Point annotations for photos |

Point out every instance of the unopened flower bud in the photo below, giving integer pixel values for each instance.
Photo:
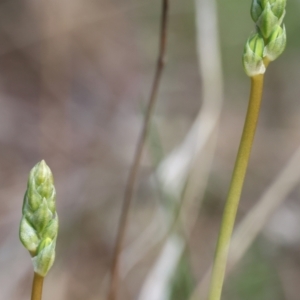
(39, 223)
(253, 56)
(276, 43)
(44, 259)
(267, 14)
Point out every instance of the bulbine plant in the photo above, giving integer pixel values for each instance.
(262, 47)
(39, 224)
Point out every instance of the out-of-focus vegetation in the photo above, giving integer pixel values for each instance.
(73, 78)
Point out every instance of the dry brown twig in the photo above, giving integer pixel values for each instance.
(123, 223)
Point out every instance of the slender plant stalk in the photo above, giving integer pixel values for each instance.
(37, 287)
(235, 189)
(123, 223)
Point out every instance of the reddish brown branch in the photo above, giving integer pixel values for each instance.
(114, 283)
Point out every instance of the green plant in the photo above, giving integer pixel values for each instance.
(39, 224)
(261, 48)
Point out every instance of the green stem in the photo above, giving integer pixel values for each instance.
(235, 189)
(37, 287)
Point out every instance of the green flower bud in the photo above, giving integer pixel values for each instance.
(45, 257)
(276, 43)
(258, 6)
(39, 223)
(253, 56)
(267, 14)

WRITTEN EXERCISE |
Transcribe the preceding listing in its entirety and with exact wording, leaving out pictures.

ANSWER FOR THIS EXERCISE |
Point out every instance of the unopened flower bud in the photo below, giving integer pixel values for each instance.
Photo:
(39, 223)
(253, 56)
(276, 43)
(44, 259)
(267, 14)
Point out every instance of the bulbine plant in the photo above, giving integer pixel values for each instance.
(262, 47)
(39, 224)
Point out every instance of the out-of-focus vegetation in the photo above, giving integer pixel values for each instance.
(73, 78)
Point out every instance of the dry brown twig in the photo above, giving integer pixel values for each instance.
(123, 223)
Point out every instance of the slender plant stalk in the photo above, giving integer pixel values for each instance.
(37, 287)
(235, 189)
(123, 223)
Point out every instance of the reddish brown branch in the photo above, giving integer pixel values for each instance.
(114, 283)
Point out every instance of the green plant in the photo above, giving integer pixel values for each instance.
(39, 224)
(261, 48)
Point out every instance of the green stem in the photo above, giving integer pixel values for each instance.
(235, 189)
(37, 287)
Point out every instance of the green flower bud in the photo above, giving integer pixel values for each instance.
(45, 257)
(276, 43)
(258, 6)
(39, 223)
(253, 56)
(267, 14)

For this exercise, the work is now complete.